EXERCISE PROMPT :: Reproduce all of the data exactly.
**** RECORDS TO PROCESS
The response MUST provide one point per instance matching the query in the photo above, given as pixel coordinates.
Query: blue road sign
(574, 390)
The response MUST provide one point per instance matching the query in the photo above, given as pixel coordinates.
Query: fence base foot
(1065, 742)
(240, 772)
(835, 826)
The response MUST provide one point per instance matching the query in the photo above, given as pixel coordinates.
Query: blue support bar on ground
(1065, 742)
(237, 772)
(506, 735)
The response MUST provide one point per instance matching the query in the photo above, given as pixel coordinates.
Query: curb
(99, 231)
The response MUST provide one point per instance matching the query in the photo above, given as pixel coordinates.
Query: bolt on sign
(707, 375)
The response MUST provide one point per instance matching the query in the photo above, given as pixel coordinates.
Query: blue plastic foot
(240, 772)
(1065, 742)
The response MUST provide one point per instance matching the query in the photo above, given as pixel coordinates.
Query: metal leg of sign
********
RESULT OF THIS EXERCISE ::
The response MUST provide one point per instance matching the query in the photo above, given as pixel coordinates.
Query: blue road sign
(574, 390)
The response MUST provide one point per instance matching the query in the photo above, given as pixel coordinates.
Query: fence base foot
(1065, 742)
(240, 772)
(835, 826)
The response MUST provide one point per instance matching the query in the photo above, given as pixel coordinates.
Query: blue support bar on ground
(1065, 742)
(237, 772)
(506, 735)
The response MUST provide one point per instance matching the query in the photo above, given as pixel coordinates.
Query: curb
(99, 231)
The response MUST provide one point per instance matching the query in the photo above, given as pixel coordinates.
Query: bolt on sign
(707, 375)
The response MUST provide one point per instance matching the query in the photo above, given as pixel coordinates.
Query: blue plastic foot
(240, 772)
(1065, 742)
The response MUST provide one point per instance matching the query in the photo above, given as pixel coordinates.
Query: metal leg of sign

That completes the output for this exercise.